» **书面练习 a**:
数一数下方清单里含有字符串“blue”的行共有几行，只写出这个数字。

» **原文节选**:
------------------------------

2. Add Two Numbers
输入输出
Input: (2 -> 4 -> 3) + (5 -> 6 -> 4)
Output: 7 -> 0 -> 8
答案一
public class Solution {
public ListNode addTwoNumbers(ListNode l1, ListNode l2) {
ListNode c1 = l1;
ListNode c2 = l2;
ListNode sentinel = new ListNode(0);
ListNode d = sentinel;
int sum = 0;
while (c1 != null || c2 != null) {
sum /= 10;
if (c1 != null) {
sum += c1.val;
c1 = c1.next;
}
if (c2 != null) {
sum += c2.val;
c2 = c2.next;
}
d.next = new ListNode(sum % 10);
d = d.next;
}
if (sum / 10 == 1)

------------------------------

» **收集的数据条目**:

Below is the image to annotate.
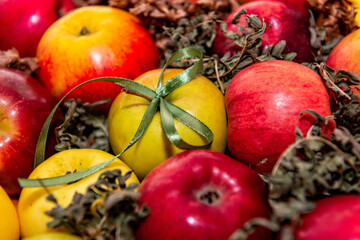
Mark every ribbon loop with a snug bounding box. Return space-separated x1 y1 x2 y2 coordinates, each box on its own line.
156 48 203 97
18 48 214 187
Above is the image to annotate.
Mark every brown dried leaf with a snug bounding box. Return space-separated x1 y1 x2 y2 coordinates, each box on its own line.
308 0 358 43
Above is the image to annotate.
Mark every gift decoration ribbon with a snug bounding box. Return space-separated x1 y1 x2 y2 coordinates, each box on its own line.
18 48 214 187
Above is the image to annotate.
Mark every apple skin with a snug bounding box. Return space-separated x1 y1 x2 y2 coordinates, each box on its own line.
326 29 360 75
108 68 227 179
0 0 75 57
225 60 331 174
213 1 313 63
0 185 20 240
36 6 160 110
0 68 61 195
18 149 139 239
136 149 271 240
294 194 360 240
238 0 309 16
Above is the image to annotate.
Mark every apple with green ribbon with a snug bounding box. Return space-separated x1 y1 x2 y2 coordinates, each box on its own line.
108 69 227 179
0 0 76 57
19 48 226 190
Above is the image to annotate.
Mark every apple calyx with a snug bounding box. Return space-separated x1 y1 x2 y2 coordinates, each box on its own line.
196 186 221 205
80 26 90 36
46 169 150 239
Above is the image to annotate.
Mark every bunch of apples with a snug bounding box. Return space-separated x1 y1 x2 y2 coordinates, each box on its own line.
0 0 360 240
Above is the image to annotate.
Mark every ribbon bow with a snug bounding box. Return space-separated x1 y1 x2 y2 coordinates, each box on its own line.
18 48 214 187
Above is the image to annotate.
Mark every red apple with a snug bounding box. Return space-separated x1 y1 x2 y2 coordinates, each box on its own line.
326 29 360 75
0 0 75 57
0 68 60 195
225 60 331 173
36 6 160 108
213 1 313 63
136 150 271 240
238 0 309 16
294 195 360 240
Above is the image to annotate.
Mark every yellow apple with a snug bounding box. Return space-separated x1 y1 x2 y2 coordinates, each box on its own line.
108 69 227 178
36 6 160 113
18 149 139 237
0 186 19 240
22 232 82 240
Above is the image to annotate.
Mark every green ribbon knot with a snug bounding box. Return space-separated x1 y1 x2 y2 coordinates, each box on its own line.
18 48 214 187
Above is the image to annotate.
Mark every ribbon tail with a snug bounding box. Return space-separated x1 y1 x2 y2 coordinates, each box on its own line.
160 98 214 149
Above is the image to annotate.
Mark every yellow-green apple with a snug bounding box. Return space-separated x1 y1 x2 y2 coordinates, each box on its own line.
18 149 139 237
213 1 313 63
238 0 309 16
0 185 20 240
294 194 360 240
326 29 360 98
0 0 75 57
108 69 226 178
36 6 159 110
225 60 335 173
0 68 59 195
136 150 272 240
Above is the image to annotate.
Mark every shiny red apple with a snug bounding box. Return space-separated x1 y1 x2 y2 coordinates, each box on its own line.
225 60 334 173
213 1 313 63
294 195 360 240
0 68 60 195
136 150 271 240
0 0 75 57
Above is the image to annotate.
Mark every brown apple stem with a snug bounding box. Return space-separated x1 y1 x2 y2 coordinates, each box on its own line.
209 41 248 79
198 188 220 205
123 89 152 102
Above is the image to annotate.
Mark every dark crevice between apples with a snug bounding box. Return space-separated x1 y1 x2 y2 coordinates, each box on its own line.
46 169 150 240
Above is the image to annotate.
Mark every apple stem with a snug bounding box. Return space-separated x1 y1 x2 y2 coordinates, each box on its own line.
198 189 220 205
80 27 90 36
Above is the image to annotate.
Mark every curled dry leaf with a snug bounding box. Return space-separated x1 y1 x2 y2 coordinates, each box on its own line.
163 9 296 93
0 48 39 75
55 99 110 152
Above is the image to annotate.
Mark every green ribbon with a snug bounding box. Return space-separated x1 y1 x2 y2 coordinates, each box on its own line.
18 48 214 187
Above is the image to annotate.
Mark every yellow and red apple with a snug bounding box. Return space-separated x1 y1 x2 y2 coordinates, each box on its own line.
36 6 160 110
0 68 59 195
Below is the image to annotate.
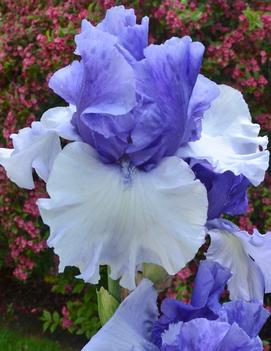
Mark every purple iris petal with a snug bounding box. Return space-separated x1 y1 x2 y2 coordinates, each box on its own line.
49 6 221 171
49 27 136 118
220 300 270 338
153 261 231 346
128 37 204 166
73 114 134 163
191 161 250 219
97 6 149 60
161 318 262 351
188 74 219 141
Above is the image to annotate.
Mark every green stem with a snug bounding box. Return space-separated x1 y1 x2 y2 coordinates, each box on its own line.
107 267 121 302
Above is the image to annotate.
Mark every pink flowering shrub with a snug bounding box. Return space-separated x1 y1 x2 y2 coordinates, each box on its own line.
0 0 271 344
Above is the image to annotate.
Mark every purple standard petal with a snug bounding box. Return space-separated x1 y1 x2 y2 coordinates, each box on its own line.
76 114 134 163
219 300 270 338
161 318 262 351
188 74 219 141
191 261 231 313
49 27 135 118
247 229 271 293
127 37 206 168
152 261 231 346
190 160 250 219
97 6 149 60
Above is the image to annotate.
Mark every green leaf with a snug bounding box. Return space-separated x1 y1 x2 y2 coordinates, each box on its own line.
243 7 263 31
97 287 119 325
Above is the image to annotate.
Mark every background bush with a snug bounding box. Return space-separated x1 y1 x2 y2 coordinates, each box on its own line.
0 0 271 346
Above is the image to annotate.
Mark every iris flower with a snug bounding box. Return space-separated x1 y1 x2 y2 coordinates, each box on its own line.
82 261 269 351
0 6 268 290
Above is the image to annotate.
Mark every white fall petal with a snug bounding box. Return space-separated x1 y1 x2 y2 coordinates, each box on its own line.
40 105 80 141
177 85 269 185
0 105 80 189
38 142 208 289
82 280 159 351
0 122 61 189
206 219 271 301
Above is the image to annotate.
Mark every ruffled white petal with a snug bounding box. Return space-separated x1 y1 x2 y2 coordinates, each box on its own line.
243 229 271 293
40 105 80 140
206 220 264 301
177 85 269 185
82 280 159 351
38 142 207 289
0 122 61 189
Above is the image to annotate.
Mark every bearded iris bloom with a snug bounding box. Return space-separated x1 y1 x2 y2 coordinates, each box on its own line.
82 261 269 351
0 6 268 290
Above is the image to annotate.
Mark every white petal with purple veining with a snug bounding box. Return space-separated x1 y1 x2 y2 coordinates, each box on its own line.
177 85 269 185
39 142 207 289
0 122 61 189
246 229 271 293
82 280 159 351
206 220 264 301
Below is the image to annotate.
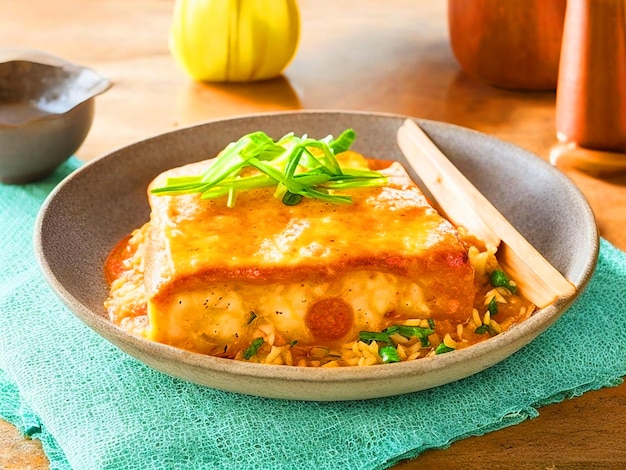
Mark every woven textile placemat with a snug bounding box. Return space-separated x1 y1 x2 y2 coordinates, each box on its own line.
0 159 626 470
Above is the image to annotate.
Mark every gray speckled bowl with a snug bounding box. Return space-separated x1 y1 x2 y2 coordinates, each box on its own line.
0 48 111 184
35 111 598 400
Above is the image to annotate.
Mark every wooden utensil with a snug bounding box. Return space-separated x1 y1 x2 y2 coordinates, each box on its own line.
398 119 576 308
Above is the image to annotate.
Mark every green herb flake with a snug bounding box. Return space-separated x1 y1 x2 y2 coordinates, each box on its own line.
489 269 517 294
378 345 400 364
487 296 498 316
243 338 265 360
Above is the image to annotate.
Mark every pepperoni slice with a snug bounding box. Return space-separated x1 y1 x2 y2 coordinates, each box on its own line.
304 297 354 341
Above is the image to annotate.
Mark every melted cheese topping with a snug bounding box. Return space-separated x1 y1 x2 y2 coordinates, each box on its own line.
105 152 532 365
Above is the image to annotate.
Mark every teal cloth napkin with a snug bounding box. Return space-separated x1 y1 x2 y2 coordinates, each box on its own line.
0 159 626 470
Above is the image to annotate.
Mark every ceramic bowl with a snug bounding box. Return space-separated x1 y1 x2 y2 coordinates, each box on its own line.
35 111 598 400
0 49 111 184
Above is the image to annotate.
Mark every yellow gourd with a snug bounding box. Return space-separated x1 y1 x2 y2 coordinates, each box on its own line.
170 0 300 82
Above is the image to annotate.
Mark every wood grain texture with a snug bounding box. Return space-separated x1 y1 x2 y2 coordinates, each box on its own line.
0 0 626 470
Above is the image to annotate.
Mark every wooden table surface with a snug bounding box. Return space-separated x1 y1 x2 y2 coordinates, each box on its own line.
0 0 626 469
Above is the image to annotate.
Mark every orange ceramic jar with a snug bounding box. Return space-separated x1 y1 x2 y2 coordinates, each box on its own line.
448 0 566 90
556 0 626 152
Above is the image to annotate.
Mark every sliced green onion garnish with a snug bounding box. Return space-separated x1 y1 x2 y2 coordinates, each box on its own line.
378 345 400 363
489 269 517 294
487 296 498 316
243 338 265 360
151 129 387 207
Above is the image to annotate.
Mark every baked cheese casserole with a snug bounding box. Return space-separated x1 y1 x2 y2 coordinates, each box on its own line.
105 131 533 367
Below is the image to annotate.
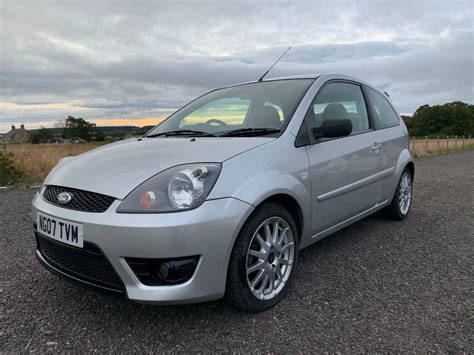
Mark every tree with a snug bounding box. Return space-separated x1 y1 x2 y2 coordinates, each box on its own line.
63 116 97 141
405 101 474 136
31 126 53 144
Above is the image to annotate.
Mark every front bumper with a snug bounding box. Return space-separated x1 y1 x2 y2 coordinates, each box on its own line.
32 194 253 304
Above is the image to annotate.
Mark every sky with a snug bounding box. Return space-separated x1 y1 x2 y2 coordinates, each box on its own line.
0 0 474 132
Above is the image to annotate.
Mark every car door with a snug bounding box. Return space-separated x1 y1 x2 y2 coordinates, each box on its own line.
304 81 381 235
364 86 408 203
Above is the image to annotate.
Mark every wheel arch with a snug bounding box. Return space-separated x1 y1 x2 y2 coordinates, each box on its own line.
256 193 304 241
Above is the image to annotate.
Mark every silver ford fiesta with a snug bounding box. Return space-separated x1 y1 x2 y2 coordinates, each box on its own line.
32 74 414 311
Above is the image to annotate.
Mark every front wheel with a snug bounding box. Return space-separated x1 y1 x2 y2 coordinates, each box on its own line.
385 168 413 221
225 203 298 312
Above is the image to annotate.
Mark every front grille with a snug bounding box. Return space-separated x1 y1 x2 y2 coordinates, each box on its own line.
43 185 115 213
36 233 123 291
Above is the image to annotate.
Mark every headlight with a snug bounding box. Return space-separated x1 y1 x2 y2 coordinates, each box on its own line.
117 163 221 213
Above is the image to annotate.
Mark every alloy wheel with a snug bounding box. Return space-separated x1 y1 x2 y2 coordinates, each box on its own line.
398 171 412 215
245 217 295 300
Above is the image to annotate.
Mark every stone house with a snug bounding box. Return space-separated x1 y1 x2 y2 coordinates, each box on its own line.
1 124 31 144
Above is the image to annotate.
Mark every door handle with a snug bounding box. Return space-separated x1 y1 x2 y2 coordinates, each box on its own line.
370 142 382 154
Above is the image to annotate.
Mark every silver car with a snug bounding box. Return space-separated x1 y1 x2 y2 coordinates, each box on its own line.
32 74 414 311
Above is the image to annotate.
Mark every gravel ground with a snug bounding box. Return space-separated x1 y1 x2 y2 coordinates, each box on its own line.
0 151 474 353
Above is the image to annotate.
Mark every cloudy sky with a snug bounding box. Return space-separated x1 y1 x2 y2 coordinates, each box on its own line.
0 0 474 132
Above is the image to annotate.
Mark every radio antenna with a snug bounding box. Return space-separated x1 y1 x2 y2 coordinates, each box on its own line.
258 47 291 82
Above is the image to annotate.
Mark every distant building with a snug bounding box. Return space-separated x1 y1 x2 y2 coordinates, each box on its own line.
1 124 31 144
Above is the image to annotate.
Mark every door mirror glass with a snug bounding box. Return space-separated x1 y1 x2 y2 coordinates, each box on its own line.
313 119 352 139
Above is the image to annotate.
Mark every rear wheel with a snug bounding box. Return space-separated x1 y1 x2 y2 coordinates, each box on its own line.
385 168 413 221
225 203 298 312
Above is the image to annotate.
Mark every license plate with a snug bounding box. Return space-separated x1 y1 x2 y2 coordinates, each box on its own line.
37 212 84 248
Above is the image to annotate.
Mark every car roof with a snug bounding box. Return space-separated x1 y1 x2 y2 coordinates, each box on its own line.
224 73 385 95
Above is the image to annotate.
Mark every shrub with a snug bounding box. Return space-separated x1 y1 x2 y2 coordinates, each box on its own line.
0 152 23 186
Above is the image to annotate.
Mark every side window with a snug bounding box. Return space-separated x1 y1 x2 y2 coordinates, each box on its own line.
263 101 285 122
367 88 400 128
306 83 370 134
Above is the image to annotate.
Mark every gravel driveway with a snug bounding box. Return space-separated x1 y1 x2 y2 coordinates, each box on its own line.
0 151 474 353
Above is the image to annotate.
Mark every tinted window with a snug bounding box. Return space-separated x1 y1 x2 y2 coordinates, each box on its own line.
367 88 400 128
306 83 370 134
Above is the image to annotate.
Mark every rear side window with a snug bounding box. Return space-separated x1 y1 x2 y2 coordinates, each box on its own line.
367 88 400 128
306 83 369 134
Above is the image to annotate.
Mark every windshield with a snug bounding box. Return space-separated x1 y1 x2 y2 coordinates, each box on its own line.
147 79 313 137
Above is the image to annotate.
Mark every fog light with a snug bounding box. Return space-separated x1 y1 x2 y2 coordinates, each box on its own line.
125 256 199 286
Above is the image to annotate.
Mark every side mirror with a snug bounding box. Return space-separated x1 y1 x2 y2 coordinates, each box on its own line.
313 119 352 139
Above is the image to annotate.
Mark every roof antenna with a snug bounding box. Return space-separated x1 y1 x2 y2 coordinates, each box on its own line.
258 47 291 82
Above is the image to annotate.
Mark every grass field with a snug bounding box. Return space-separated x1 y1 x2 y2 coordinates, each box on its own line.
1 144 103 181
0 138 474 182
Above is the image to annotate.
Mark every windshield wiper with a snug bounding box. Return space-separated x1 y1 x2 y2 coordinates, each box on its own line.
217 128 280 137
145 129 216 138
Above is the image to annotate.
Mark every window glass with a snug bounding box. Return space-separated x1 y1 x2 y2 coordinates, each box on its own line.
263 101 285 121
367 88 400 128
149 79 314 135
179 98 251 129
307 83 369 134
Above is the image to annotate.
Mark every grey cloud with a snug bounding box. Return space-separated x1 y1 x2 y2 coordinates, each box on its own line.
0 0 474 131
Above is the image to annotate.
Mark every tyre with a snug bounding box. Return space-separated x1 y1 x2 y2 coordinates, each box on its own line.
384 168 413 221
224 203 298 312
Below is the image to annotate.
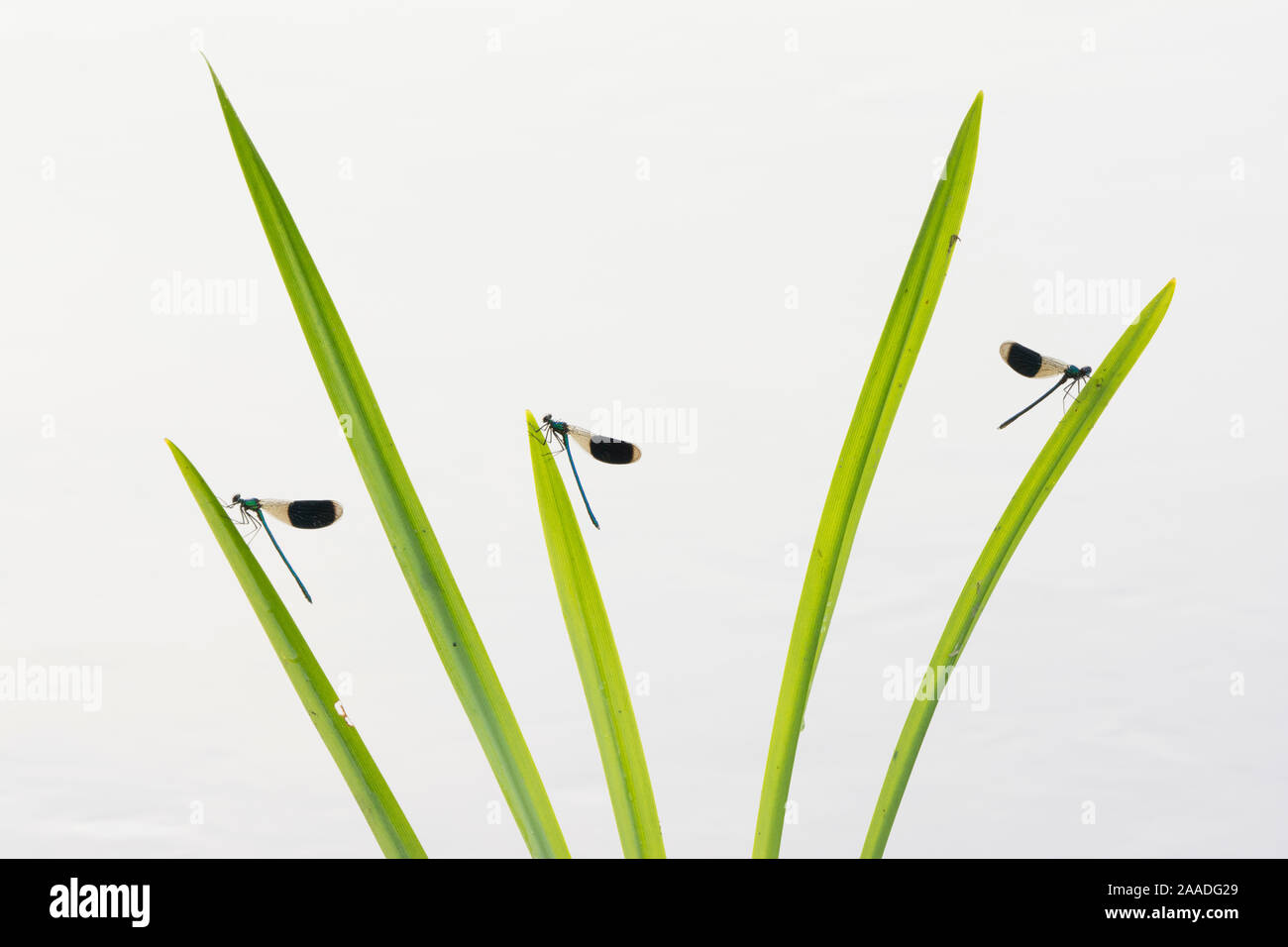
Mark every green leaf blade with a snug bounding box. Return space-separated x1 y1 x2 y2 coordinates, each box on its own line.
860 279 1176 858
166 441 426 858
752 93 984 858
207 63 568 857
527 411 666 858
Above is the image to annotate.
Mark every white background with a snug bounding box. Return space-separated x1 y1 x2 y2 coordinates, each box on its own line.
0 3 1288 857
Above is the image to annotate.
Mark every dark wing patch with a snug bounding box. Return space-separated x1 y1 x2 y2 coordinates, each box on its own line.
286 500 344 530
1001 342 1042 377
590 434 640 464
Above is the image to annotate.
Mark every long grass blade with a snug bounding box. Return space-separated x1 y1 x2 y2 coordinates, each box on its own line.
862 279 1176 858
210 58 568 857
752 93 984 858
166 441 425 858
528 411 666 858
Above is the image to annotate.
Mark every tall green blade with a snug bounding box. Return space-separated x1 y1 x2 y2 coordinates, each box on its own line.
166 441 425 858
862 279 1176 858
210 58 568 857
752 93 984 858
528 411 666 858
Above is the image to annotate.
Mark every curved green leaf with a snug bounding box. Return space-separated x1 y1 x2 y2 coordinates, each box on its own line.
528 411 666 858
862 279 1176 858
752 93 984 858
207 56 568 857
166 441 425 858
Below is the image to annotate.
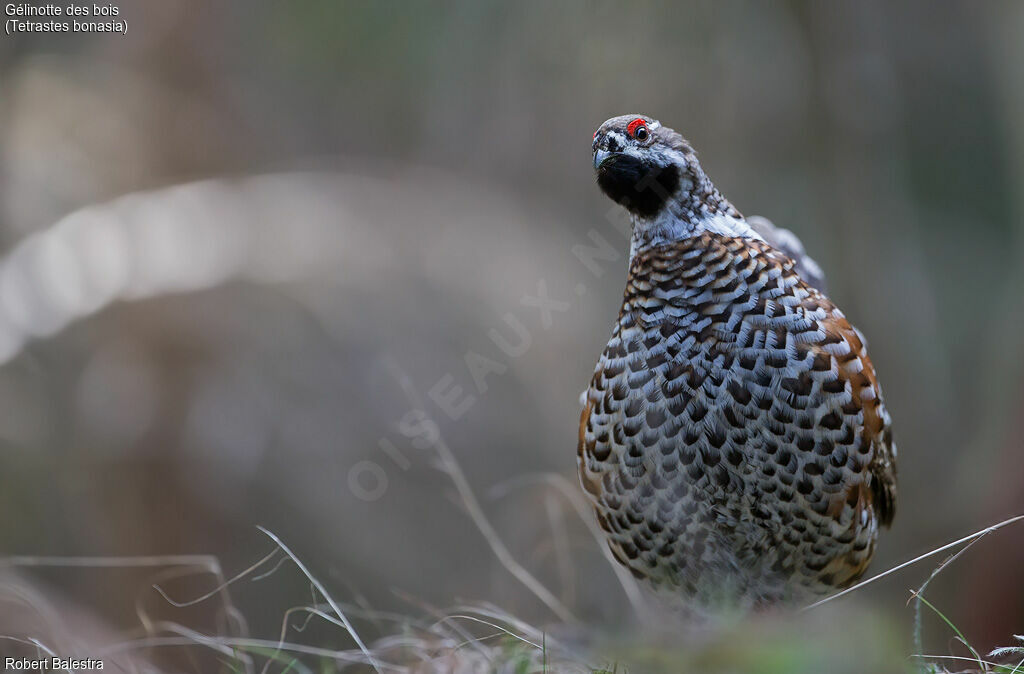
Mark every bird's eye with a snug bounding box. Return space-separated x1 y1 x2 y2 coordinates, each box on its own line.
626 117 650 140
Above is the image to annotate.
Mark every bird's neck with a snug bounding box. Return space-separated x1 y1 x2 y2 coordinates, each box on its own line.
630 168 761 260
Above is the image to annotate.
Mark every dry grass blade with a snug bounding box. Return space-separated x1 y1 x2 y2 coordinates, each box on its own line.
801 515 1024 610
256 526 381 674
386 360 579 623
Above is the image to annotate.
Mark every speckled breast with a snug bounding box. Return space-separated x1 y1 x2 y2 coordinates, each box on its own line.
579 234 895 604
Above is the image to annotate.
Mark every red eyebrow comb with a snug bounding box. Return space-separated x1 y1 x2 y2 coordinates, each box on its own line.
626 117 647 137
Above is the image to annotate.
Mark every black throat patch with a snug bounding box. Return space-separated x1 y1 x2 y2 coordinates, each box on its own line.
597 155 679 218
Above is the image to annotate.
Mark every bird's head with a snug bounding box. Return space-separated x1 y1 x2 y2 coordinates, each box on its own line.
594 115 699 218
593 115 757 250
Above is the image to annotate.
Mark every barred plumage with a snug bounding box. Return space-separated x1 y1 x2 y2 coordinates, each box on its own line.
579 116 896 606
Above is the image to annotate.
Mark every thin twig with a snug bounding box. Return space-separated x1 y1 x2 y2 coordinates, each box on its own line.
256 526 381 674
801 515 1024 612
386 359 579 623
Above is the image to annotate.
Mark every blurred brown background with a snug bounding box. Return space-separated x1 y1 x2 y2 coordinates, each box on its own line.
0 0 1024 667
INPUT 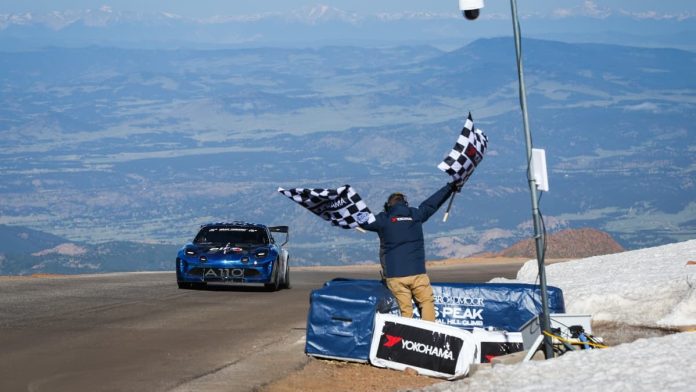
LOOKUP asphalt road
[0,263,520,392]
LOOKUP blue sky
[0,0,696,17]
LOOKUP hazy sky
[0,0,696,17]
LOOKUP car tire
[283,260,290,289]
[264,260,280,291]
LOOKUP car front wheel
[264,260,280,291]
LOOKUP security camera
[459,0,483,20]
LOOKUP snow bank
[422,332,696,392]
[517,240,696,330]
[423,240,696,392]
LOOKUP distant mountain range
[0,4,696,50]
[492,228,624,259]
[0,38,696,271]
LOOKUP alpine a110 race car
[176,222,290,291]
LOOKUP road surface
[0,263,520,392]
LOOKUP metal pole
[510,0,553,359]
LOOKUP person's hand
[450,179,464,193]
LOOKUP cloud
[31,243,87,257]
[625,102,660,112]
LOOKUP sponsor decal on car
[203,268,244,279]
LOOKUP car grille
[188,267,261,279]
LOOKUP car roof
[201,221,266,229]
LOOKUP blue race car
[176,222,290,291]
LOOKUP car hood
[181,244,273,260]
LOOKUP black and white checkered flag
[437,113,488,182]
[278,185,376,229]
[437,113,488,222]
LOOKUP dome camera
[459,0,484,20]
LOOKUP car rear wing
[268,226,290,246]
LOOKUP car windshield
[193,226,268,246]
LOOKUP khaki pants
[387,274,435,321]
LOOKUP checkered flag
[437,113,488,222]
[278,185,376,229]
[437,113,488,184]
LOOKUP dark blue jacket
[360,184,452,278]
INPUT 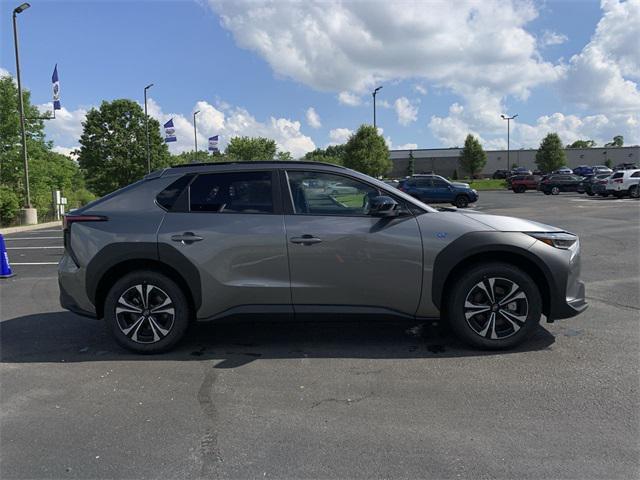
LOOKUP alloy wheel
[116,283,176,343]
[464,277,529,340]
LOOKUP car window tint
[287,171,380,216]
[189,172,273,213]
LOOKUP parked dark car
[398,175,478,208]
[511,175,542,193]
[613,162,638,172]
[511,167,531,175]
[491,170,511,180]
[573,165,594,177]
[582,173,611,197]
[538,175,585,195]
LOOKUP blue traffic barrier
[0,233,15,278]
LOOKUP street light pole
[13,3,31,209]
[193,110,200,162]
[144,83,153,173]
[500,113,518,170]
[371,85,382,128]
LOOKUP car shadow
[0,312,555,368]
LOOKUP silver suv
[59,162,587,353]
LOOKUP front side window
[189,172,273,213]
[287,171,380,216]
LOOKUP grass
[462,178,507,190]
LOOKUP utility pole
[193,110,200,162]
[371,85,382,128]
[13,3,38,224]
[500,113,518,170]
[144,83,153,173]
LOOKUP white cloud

------------------------------

» **书面练习 b**:
请从上方“两数相加”题解停下的地方接着写下去。

» **参考答案 a**:
4

» **参考答案 b**:
d.next = new ListNode(1);
return sentinel.next;
}
}
答案二
ListNode *addTwoNumbers(ListNode *l1, ListNode *l2) {
ListNode preHead(0), *p = &preHead;
int extra = 0;
while (l1 || l2 || extra) {
int sum = (l1 ? l1->val : 0) + (l2 ? l2->val : 0) + extra;
extra = sum / 10;
p->next = new ListNode(sum % 10);
p = p->next;
l1 = l1 ? l1->next : l1;
l2 = l2 ? l2->next : l2;
}
return preHead.next;
}
总结
一个数,比如 15 ,15 / 10 = 1,15 % 10 = 5,前面得到的是十位上的数字,后面得到的是个位上的数字
参考
Is this Algorithm optimal or what? [c++] Sharing my 11-line c++ solution, can someone make it even more concise?
19. Remove Nth Node From End of List
输入输出
Given linked list: 1->2->3->4->5, and n = 2.
After removing the second node from the end, the linked list becomes 1->2->3->5.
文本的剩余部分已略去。